##### Records for the task
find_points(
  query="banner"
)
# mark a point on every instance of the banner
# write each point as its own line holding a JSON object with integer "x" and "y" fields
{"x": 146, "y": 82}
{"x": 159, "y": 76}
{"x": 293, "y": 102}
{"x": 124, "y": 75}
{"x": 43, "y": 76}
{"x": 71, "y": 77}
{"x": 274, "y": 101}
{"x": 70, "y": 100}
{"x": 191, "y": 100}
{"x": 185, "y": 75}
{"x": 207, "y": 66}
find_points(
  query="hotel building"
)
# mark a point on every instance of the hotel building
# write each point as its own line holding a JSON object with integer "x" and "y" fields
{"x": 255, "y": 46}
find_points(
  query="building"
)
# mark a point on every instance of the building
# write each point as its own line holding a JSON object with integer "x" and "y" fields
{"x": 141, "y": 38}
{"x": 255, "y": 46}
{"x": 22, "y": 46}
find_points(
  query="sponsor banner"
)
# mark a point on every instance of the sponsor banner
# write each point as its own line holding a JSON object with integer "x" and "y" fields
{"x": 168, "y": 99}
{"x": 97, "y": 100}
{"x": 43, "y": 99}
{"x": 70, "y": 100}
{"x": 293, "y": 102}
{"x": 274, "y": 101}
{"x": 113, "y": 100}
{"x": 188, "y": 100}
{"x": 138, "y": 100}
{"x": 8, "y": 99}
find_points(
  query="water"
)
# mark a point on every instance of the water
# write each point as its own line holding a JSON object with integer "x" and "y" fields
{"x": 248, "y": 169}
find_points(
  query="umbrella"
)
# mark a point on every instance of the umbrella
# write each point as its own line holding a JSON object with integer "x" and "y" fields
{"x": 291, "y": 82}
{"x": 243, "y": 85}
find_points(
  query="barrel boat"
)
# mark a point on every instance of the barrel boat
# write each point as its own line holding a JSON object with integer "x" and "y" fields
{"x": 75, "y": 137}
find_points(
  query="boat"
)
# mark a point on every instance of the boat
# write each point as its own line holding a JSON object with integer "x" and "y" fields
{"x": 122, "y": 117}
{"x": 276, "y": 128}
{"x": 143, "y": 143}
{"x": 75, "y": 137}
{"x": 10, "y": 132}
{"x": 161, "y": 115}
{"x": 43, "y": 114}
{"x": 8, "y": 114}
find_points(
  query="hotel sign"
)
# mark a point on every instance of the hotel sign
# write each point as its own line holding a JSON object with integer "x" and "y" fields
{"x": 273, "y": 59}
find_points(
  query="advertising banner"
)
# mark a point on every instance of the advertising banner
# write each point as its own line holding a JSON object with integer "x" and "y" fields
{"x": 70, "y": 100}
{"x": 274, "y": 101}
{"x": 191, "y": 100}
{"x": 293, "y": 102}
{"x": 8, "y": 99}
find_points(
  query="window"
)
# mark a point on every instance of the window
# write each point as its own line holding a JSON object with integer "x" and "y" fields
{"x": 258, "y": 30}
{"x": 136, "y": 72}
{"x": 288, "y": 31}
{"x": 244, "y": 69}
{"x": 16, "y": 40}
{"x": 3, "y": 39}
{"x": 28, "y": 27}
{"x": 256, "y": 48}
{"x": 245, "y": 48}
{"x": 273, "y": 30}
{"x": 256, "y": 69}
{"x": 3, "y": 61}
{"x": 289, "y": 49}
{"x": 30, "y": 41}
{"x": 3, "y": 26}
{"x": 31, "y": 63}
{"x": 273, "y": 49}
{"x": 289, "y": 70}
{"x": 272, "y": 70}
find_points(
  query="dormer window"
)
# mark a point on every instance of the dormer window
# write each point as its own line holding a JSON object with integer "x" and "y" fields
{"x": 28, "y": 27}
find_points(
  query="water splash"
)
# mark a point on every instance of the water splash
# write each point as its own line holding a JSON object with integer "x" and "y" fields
##########
Everything in the listing must be reproduced exactly; please include every line.

find_points(
  query="banner"
)
# mark a point on every instance of the banner
# write each point as its own line holding a JSON object with integer "x" and "y" fields
{"x": 146, "y": 82}
{"x": 159, "y": 76}
{"x": 293, "y": 102}
{"x": 124, "y": 75}
{"x": 43, "y": 76}
{"x": 71, "y": 77}
{"x": 274, "y": 101}
{"x": 70, "y": 100}
{"x": 191, "y": 100}
{"x": 185, "y": 75}
{"x": 207, "y": 66}
find_points(
  query="hotel building"
)
# mark a point on every instance of the hotel building
# write each point as its own line holding a JSON object with integer "x" and "y" fields
{"x": 255, "y": 46}
find_points(
  query="building"
)
# mark a point on every instance of the building
# write each point as its own line holding a JSON object with integer "x" and "y" fields
{"x": 141, "y": 38}
{"x": 255, "y": 46}
{"x": 22, "y": 46}
find_points(
  query="sponsor banner"
)
# mark a point on every instance of the sponsor banner
# write each point as its own line holding a JSON object with integer "x" and "y" fields
{"x": 168, "y": 99}
{"x": 97, "y": 100}
{"x": 43, "y": 99}
{"x": 70, "y": 100}
{"x": 293, "y": 102}
{"x": 274, "y": 101}
{"x": 113, "y": 100}
{"x": 188, "y": 100}
{"x": 138, "y": 100}
{"x": 8, "y": 99}
find_points(
  query="water"
)
# mark a point on every instance of the water
# write each point as its own line holding a JSON object with integer "x" and "y" fields
{"x": 248, "y": 169}
find_points(
  query="umbrella"
)
# mark a point on every instance of the umbrella
# write each point as its own line holding a JSON object with integer "x" and "y" fields
{"x": 291, "y": 82}
{"x": 243, "y": 85}
find_points(
  query="barrel boat"
)
# mark a point on every instance of the barrel boat
# write each point as its own line holding a JSON object with integer "x" and "y" fields
{"x": 75, "y": 137}
find_points(
  query="boat"
)
# mark a point on every instance of the boat
# write each point as its own line holding a JSON object with integer "x" and "y" fields
{"x": 122, "y": 117}
{"x": 276, "y": 128}
{"x": 143, "y": 143}
{"x": 75, "y": 137}
{"x": 10, "y": 132}
{"x": 161, "y": 115}
{"x": 43, "y": 114}
{"x": 8, "y": 114}
find_points(
  query="hotel sign"
)
# mark a point on every instance of the hotel sign
# write each point as its own line holding a JSON object with integer "x" and "y" fields
{"x": 273, "y": 59}
find_points(
  query="advertising banner"
)
# mark a point on every instance of the advertising banner
# write each point as its own line holding a JSON object with integer "x" and "y" fields
{"x": 70, "y": 100}
{"x": 274, "y": 101}
{"x": 191, "y": 100}
{"x": 293, "y": 102}
{"x": 8, "y": 99}
find_points(
  query="window"
)
# mark a point on every instance of the window
# write each point as its own line holding a JSON object with integer "x" and "y" fields
{"x": 258, "y": 30}
{"x": 136, "y": 72}
{"x": 288, "y": 31}
{"x": 244, "y": 69}
{"x": 16, "y": 40}
{"x": 3, "y": 39}
{"x": 28, "y": 27}
{"x": 256, "y": 48}
{"x": 245, "y": 48}
{"x": 273, "y": 30}
{"x": 256, "y": 69}
{"x": 3, "y": 61}
{"x": 289, "y": 49}
{"x": 30, "y": 41}
{"x": 3, "y": 26}
{"x": 31, "y": 63}
{"x": 273, "y": 49}
{"x": 289, "y": 70}
{"x": 272, "y": 70}
find_points(
  query="dormer window"
)
# mark a point on every instance of the dormer window
# write each point as its own line holding a JSON object with integer "x" and "y" fields
{"x": 28, "y": 27}
find_points(
  query="water splash"
)
# mark a point on every instance of the water splash
# write each point as its own line holding a JSON object with integer "x" and "y" fields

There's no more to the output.